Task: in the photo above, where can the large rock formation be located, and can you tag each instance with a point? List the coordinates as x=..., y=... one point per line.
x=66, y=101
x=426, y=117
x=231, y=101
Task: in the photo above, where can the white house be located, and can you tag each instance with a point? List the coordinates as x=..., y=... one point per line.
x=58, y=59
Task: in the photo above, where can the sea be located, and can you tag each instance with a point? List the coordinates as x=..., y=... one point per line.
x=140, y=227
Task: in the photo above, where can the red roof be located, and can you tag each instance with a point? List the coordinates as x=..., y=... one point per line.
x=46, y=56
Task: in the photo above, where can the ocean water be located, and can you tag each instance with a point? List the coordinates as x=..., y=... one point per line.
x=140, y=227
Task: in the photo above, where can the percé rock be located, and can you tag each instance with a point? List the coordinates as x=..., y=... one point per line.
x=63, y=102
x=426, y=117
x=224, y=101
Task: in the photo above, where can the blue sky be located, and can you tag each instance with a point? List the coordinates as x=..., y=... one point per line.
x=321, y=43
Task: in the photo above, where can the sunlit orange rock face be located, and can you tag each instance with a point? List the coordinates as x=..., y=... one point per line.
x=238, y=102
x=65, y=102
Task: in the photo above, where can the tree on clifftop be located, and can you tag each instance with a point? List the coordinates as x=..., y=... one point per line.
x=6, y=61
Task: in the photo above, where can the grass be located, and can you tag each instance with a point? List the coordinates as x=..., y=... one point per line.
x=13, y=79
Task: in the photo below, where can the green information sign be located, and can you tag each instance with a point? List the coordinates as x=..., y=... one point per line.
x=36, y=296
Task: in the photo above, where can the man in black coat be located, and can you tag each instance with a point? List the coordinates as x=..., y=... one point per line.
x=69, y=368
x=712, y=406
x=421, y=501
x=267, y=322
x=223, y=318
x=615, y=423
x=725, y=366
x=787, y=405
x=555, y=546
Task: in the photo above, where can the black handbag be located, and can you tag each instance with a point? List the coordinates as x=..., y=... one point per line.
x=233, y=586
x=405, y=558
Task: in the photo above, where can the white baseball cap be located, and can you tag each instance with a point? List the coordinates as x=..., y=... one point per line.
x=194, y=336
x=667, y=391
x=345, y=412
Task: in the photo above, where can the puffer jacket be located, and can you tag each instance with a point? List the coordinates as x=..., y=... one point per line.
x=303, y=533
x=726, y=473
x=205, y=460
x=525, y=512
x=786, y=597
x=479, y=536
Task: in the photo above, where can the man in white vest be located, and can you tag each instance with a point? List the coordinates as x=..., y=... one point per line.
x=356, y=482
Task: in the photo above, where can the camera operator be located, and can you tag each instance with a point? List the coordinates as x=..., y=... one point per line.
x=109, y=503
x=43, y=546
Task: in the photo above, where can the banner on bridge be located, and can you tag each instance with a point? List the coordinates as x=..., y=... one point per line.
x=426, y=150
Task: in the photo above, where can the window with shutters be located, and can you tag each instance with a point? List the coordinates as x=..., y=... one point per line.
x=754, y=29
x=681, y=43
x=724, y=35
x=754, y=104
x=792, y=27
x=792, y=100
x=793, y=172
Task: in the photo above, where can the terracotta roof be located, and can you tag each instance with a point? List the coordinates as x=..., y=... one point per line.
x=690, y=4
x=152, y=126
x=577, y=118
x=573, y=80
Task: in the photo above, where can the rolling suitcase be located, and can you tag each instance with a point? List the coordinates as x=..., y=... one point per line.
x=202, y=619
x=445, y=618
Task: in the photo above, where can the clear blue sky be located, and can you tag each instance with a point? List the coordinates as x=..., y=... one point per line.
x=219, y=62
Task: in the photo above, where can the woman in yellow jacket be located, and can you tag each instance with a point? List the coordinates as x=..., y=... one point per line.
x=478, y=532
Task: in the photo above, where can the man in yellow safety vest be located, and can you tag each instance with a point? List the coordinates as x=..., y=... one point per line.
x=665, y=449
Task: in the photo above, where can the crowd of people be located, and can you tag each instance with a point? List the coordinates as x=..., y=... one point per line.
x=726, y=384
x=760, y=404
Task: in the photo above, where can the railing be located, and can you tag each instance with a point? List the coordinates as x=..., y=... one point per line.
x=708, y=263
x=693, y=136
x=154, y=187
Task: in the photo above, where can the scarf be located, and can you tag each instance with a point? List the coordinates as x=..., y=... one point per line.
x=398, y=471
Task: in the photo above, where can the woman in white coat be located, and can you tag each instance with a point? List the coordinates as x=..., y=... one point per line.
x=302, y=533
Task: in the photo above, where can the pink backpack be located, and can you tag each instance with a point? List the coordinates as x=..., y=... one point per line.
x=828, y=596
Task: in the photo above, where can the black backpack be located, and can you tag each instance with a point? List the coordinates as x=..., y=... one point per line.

- [Goal]: Please convert the whole listing above into a numbered list, leaving out any blank lines.

- [Full solution]:
1. Task: in the photo above, where can the large rock formation be located, and can you tag each instance with a point? List the coordinates as x=..., y=... one point per line.
2. x=66, y=101
3. x=426, y=117
4. x=231, y=101
5. Task: in the photo above, where can the white house be located, and can you tag each instance with a point? List the coordinates as x=..., y=... one point per line.
6. x=58, y=59
7. Task: in the photo above, where can the sea be located, and can you tag each instance with a point? List the coordinates as x=..., y=... one point per line.
8. x=140, y=227
9. Task: in the photo above, where can the red roof be located, and can you tag each instance with a point? List the coordinates as x=..., y=... one point per line.
10. x=46, y=56
11. Task: in the photo above, where can the ocean water be located, and can you tag each instance with a point? List the coordinates as x=..., y=... one point per line.
12. x=140, y=227
13. Task: in the photo above, where can the percé rock be located, and can you tag each instance with a point? List the coordinates as x=..., y=... one point per line.
14. x=63, y=102
15. x=426, y=117
16. x=224, y=101
17. Task: in the photo above, where can the blue sky be located, and can you tag each instance with a point? List the coordinates as x=..., y=... one point per line.
18. x=321, y=43
19. Task: in the photo above, where can the sunlit orange rock face be located, and can you tag each instance with a point? List the coordinates as x=..., y=... one point per line.
20. x=238, y=102
21. x=65, y=102
22. Task: in the photo above, where can the tree on clifftop be located, and can you tag each instance with a point? List the coordinates as x=..., y=... one point per line.
23. x=6, y=61
24. Task: in the photo above, where can the grass be located, and can you tag each instance with a point? List the coordinates as x=..., y=... one point per line.
25. x=13, y=79
26. Task: in the photo below, where can the green information sign be located, and can you tag each instance with a point? List the coordinates as x=..., y=... one point per line.
27. x=36, y=296
28. Task: in the photo above, where can the man in black coat be located, and can you tag each instance with a point? List the coordinates as x=..., y=... one point per line.
29. x=69, y=368
30. x=712, y=406
31. x=421, y=501
32. x=267, y=322
33. x=223, y=318
34. x=615, y=423
35. x=725, y=366
36. x=787, y=405
37. x=555, y=546
38. Task: in the photo above, where can the black handbag be located, and can you tag each instance with a point? List the coordinates as x=..., y=... one point per line.
39. x=233, y=586
40. x=405, y=558
41. Task: in the photo above, where can the white baseball cap be located, and can you tag each instance with a point? List the coordinates as x=..., y=... one point per line.
42. x=194, y=336
43. x=667, y=391
44. x=345, y=412
45. Task: in the photo above, where can the puffer jacket be located, and can you tag each instance with a point? List the coordinates as x=..., y=... one point per line.
46. x=303, y=533
47. x=726, y=473
48. x=205, y=460
49. x=525, y=512
50. x=786, y=597
51. x=479, y=536
52. Task: in the photo above, where can the man in white vest be located, and can you tag each instance with a point? List the coordinates as x=..., y=... one point per line.
53. x=356, y=482
54. Task: in the photo above, where can the camera operator be located, and can you tag each instance with a point? List the coordinates as x=..., y=... one point per line.
55. x=109, y=503
56. x=43, y=546
57. Task: in the photo above, where can the banner on bridge be located, and can you tag each instance with a point? List the coordinates as x=..., y=... one point per line.
58. x=426, y=150
59. Task: in the photo above, where can the window with shutters be located, and can you tag each instance with a point? List the coordinates as x=..., y=... one point per line.
60. x=754, y=29
61. x=681, y=43
62. x=724, y=35
63. x=754, y=104
64. x=792, y=27
65. x=792, y=100
66. x=793, y=172
67. Task: in the photo above, where can the terracotta roof be located, and can you tag each instance with a point? List the coordinates as x=..., y=... one point per line.
68. x=690, y=4
69. x=152, y=126
70. x=577, y=118
71. x=573, y=80
72. Task: in the photo above, where can the rolling suitcase be located, and can you tag each instance with a point? List the coordinates as x=..., y=... one point per line.
73. x=202, y=619
74. x=445, y=618
75. Task: in the photo above, where can the clear blue sky be located, and can you tag each instance with a point? List the coordinates as x=..., y=... one point per line.
76. x=219, y=62
77. Task: in the photo above, where can the woman in yellow jacket be located, and can you tag each instance with a point? List the coordinates as x=..., y=... one point per line.
78. x=478, y=532
79. Task: in the photo above, where can the man in yellow safety vest be located, and can you tag each instance with a point? List the coordinates as x=..., y=... one point per line.
80. x=665, y=449
81. Task: in the photo above, where can the crowd of people be located, and can you tag each instance with a point? List the coordinates as x=..., y=... one point per line.
82. x=726, y=384
83. x=760, y=404
84. Task: in the photo above, where can the railing be located, and can you tag each instance with a point? List the coordinates as x=..., y=... one point per line.
85. x=708, y=263
86. x=693, y=136
87. x=154, y=187
88. Task: in the photo above, where can the scarf be located, and can you tag each instance with a point? List the coordinates as x=..., y=... one point per line.
89. x=398, y=471
90. Task: in the photo above, where can the woman in white coat be located, and can you tag each instance with a point? List the coordinates as x=..., y=... one point per line.
91. x=302, y=533
92. Task: in the photo above, where can the pink backpack be located, and can you tag each instance with a point? List the coordinates as x=..., y=... one point per line.
93. x=828, y=596
94. Task: in the photo above, where can the black backpack be located, and can you tag each instance with a point? List the coordinates as x=..., y=... one point per line.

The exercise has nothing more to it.